_Assigned task:_ The answer is the full set of records, given again exactly and without images.

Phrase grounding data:
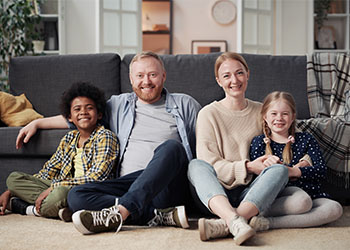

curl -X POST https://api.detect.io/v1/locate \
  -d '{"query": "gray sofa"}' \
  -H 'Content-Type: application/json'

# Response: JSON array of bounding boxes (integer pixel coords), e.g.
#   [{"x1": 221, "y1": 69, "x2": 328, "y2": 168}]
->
[{"x1": 1, "y1": 52, "x2": 346, "y2": 202}]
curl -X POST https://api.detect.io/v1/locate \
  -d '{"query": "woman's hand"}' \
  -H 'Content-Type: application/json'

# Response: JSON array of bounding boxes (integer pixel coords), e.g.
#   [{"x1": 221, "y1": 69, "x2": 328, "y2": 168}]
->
[
  {"x1": 247, "y1": 155, "x2": 281, "y2": 175},
  {"x1": 35, "y1": 187, "x2": 52, "y2": 214},
  {"x1": 0, "y1": 190, "x2": 11, "y2": 215}
]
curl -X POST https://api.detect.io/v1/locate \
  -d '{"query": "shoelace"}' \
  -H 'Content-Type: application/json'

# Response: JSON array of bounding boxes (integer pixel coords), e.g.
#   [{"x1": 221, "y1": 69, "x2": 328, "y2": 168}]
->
[
  {"x1": 208, "y1": 220, "x2": 228, "y2": 238},
  {"x1": 148, "y1": 210, "x2": 175, "y2": 227},
  {"x1": 91, "y1": 206, "x2": 123, "y2": 233}
]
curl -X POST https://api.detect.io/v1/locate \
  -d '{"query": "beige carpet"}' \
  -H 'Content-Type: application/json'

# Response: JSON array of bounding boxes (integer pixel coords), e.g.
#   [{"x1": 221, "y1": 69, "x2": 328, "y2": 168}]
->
[{"x1": 1, "y1": 207, "x2": 350, "y2": 250}]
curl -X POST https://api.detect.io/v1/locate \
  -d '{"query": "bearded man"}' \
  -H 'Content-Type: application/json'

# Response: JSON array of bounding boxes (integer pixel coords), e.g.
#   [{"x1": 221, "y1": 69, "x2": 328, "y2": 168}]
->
[{"x1": 16, "y1": 52, "x2": 201, "y2": 234}]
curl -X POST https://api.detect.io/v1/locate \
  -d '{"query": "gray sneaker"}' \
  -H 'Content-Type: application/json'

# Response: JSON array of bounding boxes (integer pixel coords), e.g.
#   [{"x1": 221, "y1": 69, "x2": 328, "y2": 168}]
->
[
  {"x1": 58, "y1": 207, "x2": 73, "y2": 222},
  {"x1": 249, "y1": 215, "x2": 270, "y2": 232},
  {"x1": 72, "y1": 205, "x2": 123, "y2": 235},
  {"x1": 148, "y1": 205, "x2": 189, "y2": 229},
  {"x1": 198, "y1": 218, "x2": 229, "y2": 241},
  {"x1": 229, "y1": 215, "x2": 256, "y2": 245}
]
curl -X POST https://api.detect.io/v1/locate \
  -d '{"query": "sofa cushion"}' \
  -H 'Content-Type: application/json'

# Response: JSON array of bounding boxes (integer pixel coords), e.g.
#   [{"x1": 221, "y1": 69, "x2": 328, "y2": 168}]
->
[
  {"x1": 0, "y1": 92, "x2": 43, "y2": 126},
  {"x1": 121, "y1": 53, "x2": 310, "y2": 119},
  {"x1": 9, "y1": 53, "x2": 121, "y2": 117},
  {"x1": 0, "y1": 127, "x2": 70, "y2": 156}
]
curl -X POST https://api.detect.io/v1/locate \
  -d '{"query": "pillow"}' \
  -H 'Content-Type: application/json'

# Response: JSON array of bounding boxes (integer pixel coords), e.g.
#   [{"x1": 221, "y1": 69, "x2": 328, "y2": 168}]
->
[{"x1": 0, "y1": 91, "x2": 43, "y2": 127}]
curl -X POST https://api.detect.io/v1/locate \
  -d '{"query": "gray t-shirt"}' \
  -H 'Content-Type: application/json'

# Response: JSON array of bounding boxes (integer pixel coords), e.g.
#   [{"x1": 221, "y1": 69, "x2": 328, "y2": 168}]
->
[{"x1": 120, "y1": 95, "x2": 181, "y2": 176}]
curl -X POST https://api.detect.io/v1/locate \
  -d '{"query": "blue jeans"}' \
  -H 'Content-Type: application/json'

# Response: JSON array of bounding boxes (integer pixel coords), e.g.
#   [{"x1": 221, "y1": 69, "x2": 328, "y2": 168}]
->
[
  {"x1": 68, "y1": 140, "x2": 191, "y2": 225},
  {"x1": 188, "y1": 159, "x2": 289, "y2": 214}
]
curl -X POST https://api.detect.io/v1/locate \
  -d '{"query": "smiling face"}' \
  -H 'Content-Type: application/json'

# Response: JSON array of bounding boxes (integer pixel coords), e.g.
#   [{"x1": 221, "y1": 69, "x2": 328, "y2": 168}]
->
[
  {"x1": 216, "y1": 58, "x2": 249, "y2": 99},
  {"x1": 264, "y1": 99, "x2": 295, "y2": 139},
  {"x1": 129, "y1": 56, "x2": 166, "y2": 104},
  {"x1": 68, "y1": 96, "x2": 102, "y2": 135}
]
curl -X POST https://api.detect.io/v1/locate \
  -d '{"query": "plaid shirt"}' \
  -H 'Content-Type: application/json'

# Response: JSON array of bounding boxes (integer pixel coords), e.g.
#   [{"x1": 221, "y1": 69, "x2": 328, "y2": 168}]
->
[{"x1": 34, "y1": 125, "x2": 119, "y2": 188}]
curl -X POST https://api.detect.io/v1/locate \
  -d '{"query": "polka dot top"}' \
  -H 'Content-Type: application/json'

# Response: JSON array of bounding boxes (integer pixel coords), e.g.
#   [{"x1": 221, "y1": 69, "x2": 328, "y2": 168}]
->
[{"x1": 250, "y1": 132, "x2": 330, "y2": 199}]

_Task output:_
curl -X POST https://api.detect.io/v1/locate \
  -d '{"query": "gray sofa"}' \
  -H 'Content-Type: application/json'

# Response: JSON array of bounding boxes (integer pixel coords), e.g.
#   [{"x1": 221, "y1": 69, "x2": 328, "y2": 168}]
->
[{"x1": 1, "y1": 52, "x2": 346, "y2": 202}]
curl -X POST https://api.detect.io/v1/locate \
  -d '{"query": "woman's hand"}' \
  -H 'Content-Type: application/json'

# Response: JSON array of bounding boxes (integer pixel coords), e.g.
#   [{"x1": 221, "y1": 69, "x2": 328, "y2": 168}]
->
[
  {"x1": 247, "y1": 155, "x2": 281, "y2": 175},
  {"x1": 35, "y1": 187, "x2": 52, "y2": 214},
  {"x1": 0, "y1": 190, "x2": 11, "y2": 215}
]
curl -X POST https://api.detect.io/v1/locate \
  -d '{"query": "shoelace"}' \
  -H 'Content-Type: application/json'

# Response: JSON array of bounding boxes (integer pixel coords), e.g.
#   [{"x1": 221, "y1": 69, "x2": 328, "y2": 168}]
->
[
  {"x1": 208, "y1": 220, "x2": 228, "y2": 238},
  {"x1": 148, "y1": 210, "x2": 175, "y2": 227},
  {"x1": 91, "y1": 206, "x2": 123, "y2": 233}
]
curl -X POST https://api.detect.io/v1/locate \
  -d '{"query": "beige carpet"}' \
  -H 'Content-Type: application/json'

# Response: JSON array of bounding boxes (integer pixel coords), e.g.
#   [{"x1": 221, "y1": 69, "x2": 328, "y2": 168}]
->
[{"x1": 1, "y1": 207, "x2": 350, "y2": 250}]
curl -X POST https://api.detect.io/v1/locate \
  -d '{"query": "bearded man"}' \
  -H 'Content-Type: application/json'

# Response: JSON array of bounding boxes (integer pixel coords), e.g.
#   [{"x1": 221, "y1": 69, "x2": 328, "y2": 168}]
->
[{"x1": 16, "y1": 52, "x2": 201, "y2": 234}]
curl -X POST https://api.detect.io/v1/locate \
  -d '{"query": "gray sneaker"}' \
  -H 'Content-Type: application/json'

# Response: JSON array of bounding boxes (integer pixel coords), e.g.
#   [{"x1": 221, "y1": 69, "x2": 328, "y2": 168}]
->
[
  {"x1": 58, "y1": 207, "x2": 73, "y2": 222},
  {"x1": 249, "y1": 215, "x2": 270, "y2": 232},
  {"x1": 72, "y1": 205, "x2": 123, "y2": 235},
  {"x1": 148, "y1": 205, "x2": 189, "y2": 229},
  {"x1": 198, "y1": 218, "x2": 229, "y2": 241},
  {"x1": 229, "y1": 215, "x2": 256, "y2": 245}
]
curl -X POST https://api.detect.io/v1/locate \
  -d '{"query": "sofa cushion"}' \
  -H 'Content-Type: application/json'

# Response: JSON array of bounding boxes (integer pixel coords), e.g.
#   [{"x1": 221, "y1": 69, "x2": 328, "y2": 168}]
->
[
  {"x1": 0, "y1": 92, "x2": 43, "y2": 126},
  {"x1": 121, "y1": 53, "x2": 310, "y2": 119},
  {"x1": 9, "y1": 53, "x2": 121, "y2": 117},
  {"x1": 0, "y1": 127, "x2": 70, "y2": 156}
]
curl -X POST https://api.detect.io/v1/locate \
  -d '{"query": "pillow"}' \
  -H 'Content-Type: application/json'

# Response: JSON array of bounding boxes (integer pixel coords), e.g.
#   [{"x1": 221, "y1": 69, "x2": 328, "y2": 168}]
->
[{"x1": 0, "y1": 91, "x2": 43, "y2": 127}]
curl -X POST https://api.detect.io/v1/locate \
  -d '{"query": "gray t-shirt"}' \
  -H 'Content-Type: application/json'

# Response: JSON array of bounding boxes (integer pixel coords), e.g.
#   [{"x1": 221, "y1": 69, "x2": 328, "y2": 168}]
->
[{"x1": 120, "y1": 95, "x2": 181, "y2": 176}]
curl -X POST https://api.detect.io/v1/locate \
  -d '{"query": "blue jeans"}' \
  -H 'Content-Type: application/json'

# Response: JSON array of bounding boxes (integer pixel coords), e.g.
#   [{"x1": 221, "y1": 69, "x2": 328, "y2": 168}]
->
[
  {"x1": 68, "y1": 140, "x2": 191, "y2": 225},
  {"x1": 188, "y1": 159, "x2": 289, "y2": 214}
]
curl -X POST https://api.detect.io/v1/locate \
  -d '{"query": "smiling face"}' \
  -H 'Content-Type: application/json'

# Response: JSON array of bounding boxes (integer pixel coords), e.g.
#   [{"x1": 221, "y1": 69, "x2": 328, "y2": 168}]
->
[
  {"x1": 216, "y1": 58, "x2": 249, "y2": 99},
  {"x1": 264, "y1": 99, "x2": 295, "y2": 139},
  {"x1": 129, "y1": 56, "x2": 166, "y2": 104},
  {"x1": 68, "y1": 96, "x2": 102, "y2": 135}
]
curl -X POST https://api.detect.io/v1/locate \
  -d '{"query": "plaid shirt"}' \
  -H 'Content-Type: application/json'

# Response: JSON array of bounding boxes (integer pixel coords), e.g.
#   [{"x1": 221, "y1": 69, "x2": 328, "y2": 168}]
->
[{"x1": 34, "y1": 125, "x2": 119, "y2": 188}]
curl -X POST https://api.detect.io/v1/locate \
  -d '{"query": "polka dot top"}' \
  -H 'Content-Type: application/json'

# Response: JSON array of bounding boxes (integer pixel coords), e.g.
#   [{"x1": 221, "y1": 69, "x2": 328, "y2": 168}]
->
[{"x1": 250, "y1": 132, "x2": 330, "y2": 199}]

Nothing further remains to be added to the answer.